● **What this exercise asks**:
A: According to the PDE survey, how many math.AP papers appeared in February 2026?
B: Please state whether each statement agrees with the PDE survey, answering yes or no and quoting the deciding words: (i) As of early 2026, math.AP produces over 400 preprints per month. (ii) Hilbert's Sixth Problem was resolved via optimal transport. (iii) The survey describes the 2021–2026 period as marked by five broad trends.

● **Page**:
============================================================

Recent Research Directions in Analysis of PDEs 2021–2026

The arXiv section of Analysis of Partial Differential Equations is one of the most prolific areas of pure mathematics, producing over 400 preprints per month as of early 2026. The period 2021–2026 has witnessed landmark breakthroughs — including a computer-assisted proof of finite-time singularity in the 3D Euler equations, the resolution of Hilbert’s Sixth Problem via kinetic theory, and the emergence of probabilistic and nonlocal operator methods as dominant paradigms. This survey identifies, categorises, and profiles the key research directions and landmark papers in math.AP during this era.

Overview #

The landscape of math.AP in 2021–2026 organises into several major research directions:

Background #

The math.AP Landscape #

Analysis of PDEs is the mathematical study of equations involving unknown functions and their partial derivatives, arising in physics, geometry, probability, and engineering. The arXiv math.AP category encompasses everything from regularity theory for elliptic and parabolic equations to global well-posedness for dispersive equations, from geometric flows to inverse problems, and from kinetic theory to stochastic PDEs. With roughly 300–400 papers per month (408 in February 2026 alone), it is one of the most active and interconnected areas of pure mathematics.

The period 2021–2026 is characterised by three broad trends. First, grand-challenge resolutions: several longstanding open problems — including Hilbert’s Sixth Problem and the existence of finite-time singularities for 3D Euler equations with smooth data — were settled using novel combinations of rigorous analysis, Feynman-diagram combinatorics, and computer-assisted numerics. Second, new paradigm emergence: mixed local-nonlocal operators, double phase functionals, and normalised solutions have matured from isolated curiosities into systematic research programmes with their own regularity theories. Third, interdisciplinary expansion: MFG systems, optimal transport, SPDEs, and AI-assisted methods have become structural parts of the math.AP ecosystem.

============================================================

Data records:
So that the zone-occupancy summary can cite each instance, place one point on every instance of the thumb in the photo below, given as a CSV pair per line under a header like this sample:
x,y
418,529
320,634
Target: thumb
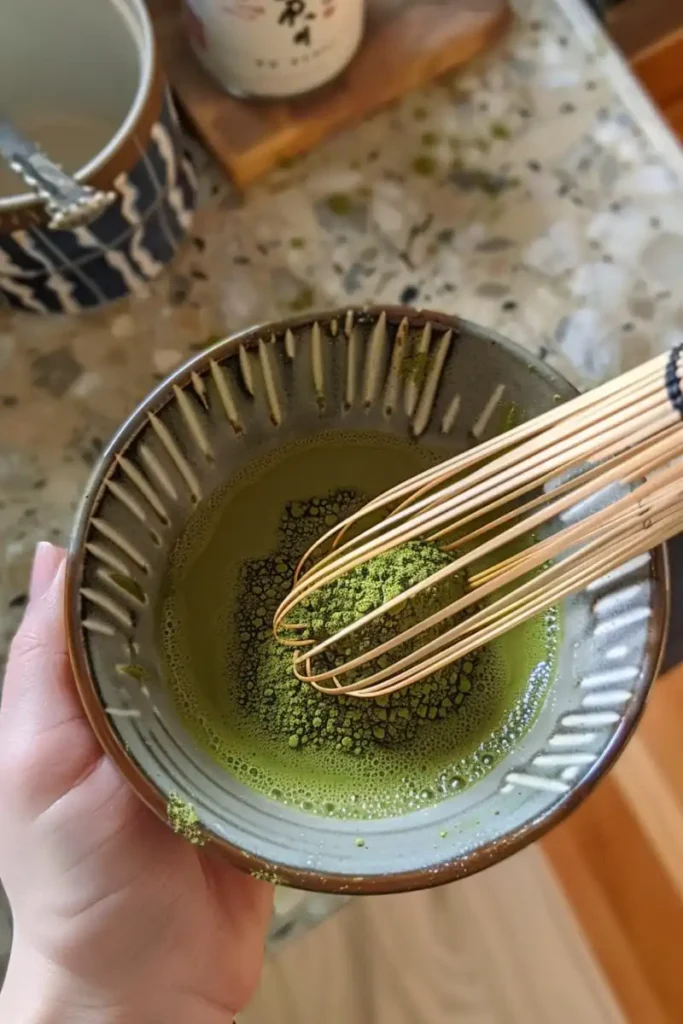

============================================================

● **Responses by task**:
A: 408

B:
(i) Yes: "producing over 400 preprints per month as of early 2026"
(ii) No: "the resolution of Hilbert’s Sixth Problem via kinetic theory"
(iii) No: "The period 2021–2026 is characterised by three broad trends."